• _YOUR GOAL_
Set down all of the records word for word.

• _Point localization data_
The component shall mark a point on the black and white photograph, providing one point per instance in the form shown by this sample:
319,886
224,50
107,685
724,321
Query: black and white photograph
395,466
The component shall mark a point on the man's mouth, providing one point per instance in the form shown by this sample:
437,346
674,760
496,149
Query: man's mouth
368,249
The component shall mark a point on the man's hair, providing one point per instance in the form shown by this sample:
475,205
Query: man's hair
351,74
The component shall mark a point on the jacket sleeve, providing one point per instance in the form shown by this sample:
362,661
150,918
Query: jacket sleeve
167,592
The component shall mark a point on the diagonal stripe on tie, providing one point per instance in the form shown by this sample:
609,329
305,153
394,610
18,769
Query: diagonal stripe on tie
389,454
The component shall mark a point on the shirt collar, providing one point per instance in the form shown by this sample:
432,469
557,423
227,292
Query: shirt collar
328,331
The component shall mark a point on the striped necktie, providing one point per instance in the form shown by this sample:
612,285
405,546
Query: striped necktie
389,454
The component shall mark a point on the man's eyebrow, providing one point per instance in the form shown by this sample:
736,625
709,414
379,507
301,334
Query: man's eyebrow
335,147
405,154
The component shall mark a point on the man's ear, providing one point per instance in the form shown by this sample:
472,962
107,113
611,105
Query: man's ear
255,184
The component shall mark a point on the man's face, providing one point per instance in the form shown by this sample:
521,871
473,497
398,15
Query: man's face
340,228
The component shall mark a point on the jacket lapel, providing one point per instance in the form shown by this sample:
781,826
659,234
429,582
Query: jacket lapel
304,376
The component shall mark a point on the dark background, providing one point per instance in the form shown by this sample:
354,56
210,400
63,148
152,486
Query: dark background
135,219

• _WRITTEN SOLUTION_
The component shall mark a point on the black and white photograph, providing one point per instance in the form shown by this sample:
319,886
224,50
107,685
724,321
Query: black and white photograph
395,466
The component shall mark a point on the man's mouth, providing one point per instance in the form shown by this sample:
437,346
674,760
496,149
Query: man's mouth
368,249
The component shall mark a point on the man's hair, providing one point per instance in the form shown by this sample:
475,205
Query: man's hair
351,74
The component shall mark a point on the jacket sleeve, providing one point per instance in the form shown by this sample:
362,661
150,918
Query: jacket sleeve
167,592
The component shall mark a point on the diagonal stripe on tie, providing one point per instance in the form shown by this sample:
609,329
305,153
394,610
18,769
Query: diagonal stripe on tie
389,454
The component shall mark a point on the shirt collar, providing one point per instance in the form shown by this sample:
432,469
557,423
227,292
Query: shirt collar
328,331
The component shall mark a point on the striped necktie, providing one point per instance in the form shown by this sample:
612,285
405,546
Query: striped necktie
389,454
The component shall mark a point on the man's eyebrow, providing one point per instance in the form shown by this sample:
736,625
709,414
379,507
301,334
Query: man's eyebrow
335,147
405,154
The component shall mark a point on the man's ear, providing one point per instance in the form shown by this sample:
472,962
107,113
611,105
Query: man's ear
255,184
The component shall mark a point on the man's face, providing one point per instance in the form shown by this sample:
521,871
473,497
398,15
Query: man's face
340,228
The component shall mark a point on the jacket lapel, providing one point per instance in the form shown by this sample:
781,826
659,234
429,582
Query: jacket lapel
304,376
The component shall mark a point on the dark background, providing one point per instance in the form shown by this sample:
354,56
210,400
63,148
152,486
Query: dark background
135,219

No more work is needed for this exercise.